§ Exercise objective:
From the line that has "the bowl of diced" down to the final line of the listing below, transcribe every line exactly, and only those.

§ Dataset records:
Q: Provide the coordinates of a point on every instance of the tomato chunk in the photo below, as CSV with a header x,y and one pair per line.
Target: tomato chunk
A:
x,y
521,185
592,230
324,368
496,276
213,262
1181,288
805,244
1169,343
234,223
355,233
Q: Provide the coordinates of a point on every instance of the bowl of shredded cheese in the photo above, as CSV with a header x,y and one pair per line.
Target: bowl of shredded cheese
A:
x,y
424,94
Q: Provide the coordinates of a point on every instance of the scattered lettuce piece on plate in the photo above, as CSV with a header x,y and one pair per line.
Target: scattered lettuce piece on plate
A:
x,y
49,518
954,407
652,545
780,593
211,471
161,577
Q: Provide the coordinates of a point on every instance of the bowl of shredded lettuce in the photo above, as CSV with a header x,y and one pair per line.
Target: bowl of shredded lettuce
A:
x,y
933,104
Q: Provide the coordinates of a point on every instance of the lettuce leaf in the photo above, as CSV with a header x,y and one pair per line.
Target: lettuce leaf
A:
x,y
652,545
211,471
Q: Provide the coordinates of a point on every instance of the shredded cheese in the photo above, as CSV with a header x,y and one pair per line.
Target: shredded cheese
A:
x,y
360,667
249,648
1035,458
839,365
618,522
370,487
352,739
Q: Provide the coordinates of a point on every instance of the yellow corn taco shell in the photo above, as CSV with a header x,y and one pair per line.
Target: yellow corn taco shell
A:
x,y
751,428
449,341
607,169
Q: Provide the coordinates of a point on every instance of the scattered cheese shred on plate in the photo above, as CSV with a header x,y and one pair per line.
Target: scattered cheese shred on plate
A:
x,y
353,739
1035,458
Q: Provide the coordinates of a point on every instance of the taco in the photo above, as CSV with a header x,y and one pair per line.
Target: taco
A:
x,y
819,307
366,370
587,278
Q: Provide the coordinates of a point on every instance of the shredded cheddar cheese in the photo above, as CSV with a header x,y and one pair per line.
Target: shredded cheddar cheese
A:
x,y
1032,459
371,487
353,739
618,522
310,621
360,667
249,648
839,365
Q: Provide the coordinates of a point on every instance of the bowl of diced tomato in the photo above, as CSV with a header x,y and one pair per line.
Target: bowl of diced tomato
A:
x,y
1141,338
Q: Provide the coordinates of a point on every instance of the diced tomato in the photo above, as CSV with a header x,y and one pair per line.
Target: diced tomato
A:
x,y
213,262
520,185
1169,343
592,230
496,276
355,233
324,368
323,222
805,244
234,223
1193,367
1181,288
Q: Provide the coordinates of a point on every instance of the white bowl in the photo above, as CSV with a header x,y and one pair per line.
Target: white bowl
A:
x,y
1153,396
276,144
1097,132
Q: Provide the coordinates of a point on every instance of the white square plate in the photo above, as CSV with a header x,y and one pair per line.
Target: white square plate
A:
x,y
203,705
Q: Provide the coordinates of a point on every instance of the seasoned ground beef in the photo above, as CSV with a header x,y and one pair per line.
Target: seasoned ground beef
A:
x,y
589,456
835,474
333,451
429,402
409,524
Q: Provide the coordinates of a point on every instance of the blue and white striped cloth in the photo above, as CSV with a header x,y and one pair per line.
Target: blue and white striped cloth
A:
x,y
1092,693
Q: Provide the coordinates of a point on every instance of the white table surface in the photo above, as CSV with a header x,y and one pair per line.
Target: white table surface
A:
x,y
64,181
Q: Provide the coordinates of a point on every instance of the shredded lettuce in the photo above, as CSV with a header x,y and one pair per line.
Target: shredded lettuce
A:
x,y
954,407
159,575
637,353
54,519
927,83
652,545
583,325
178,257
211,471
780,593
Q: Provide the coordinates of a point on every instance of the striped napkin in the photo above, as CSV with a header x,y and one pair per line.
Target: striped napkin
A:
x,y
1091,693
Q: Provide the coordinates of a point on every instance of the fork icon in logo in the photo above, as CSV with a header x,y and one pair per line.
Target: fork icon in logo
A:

§ Final result:
Q: Provide the coordinates of a point on every instance of the bowl of diced tomato in the photo above, as CSV with a header x,y and one pair per line.
Target: bowl of diced tomato
A:
x,y
1141,338
Q: Provide the coordinates of a point on every instance of the diced tomato in the photo above, as CSV with a header x,y and one pair per line.
Target: diced tomato
A:
x,y
213,262
520,185
1169,343
592,230
496,276
355,233
324,368
323,222
805,244
234,223
1193,367
1181,288
Q: Provide the coordinates of a point on every instance of the white bowl in the photo above, as CSV with a header x,y and one pair per line.
Target: white bowl
A:
x,y
1153,396
276,144
1097,132
Q: Provide the coordinates of a point on every instance of the white square plate in the photo above, as CSV with a header x,y and one pair per line.
Target: white square plate
A:
x,y
203,705
Q: Provide the coordinates of a point on every instance of the seasoned ground beef in the photo above, as CSV with a header x,y and one pair per line.
Target: seasoned ground beef
A:
x,y
589,456
835,474
333,451
429,402
409,524
Q: Provide the coordinates of a point on every instance of the blue and white striped cloth in the photo above, as CSV with a header x,y and one pair per line.
Target: blue and white striped cloth
A:
x,y
1092,693
Q: Provide the coordinates of a point on every instance of the white table surface in the photo above, as CSV with a header x,y and one pair per line.
Target: white table surface
A:
x,y
64,181
Q: Provide the coordinates of a point on every instance of the shredded lettuce in the photo above, as CSV with a header x,y and one pair per line.
Target: shredded lettuce
A:
x,y
954,407
159,575
637,353
54,519
927,83
652,545
583,325
178,257
211,471
780,593
Q: Provide the coordinates of a point on every instance of the striped napkin in the photo above, as CSV with a header x,y and one pair per line.
Target: striped napkin
A:
x,y
1091,693
Q: Provide the coordinates of a point on every instance of the fork icon in logo in the photo above, as CSV with a header x,y and one pair per line.
Target: fork icon in logo
A:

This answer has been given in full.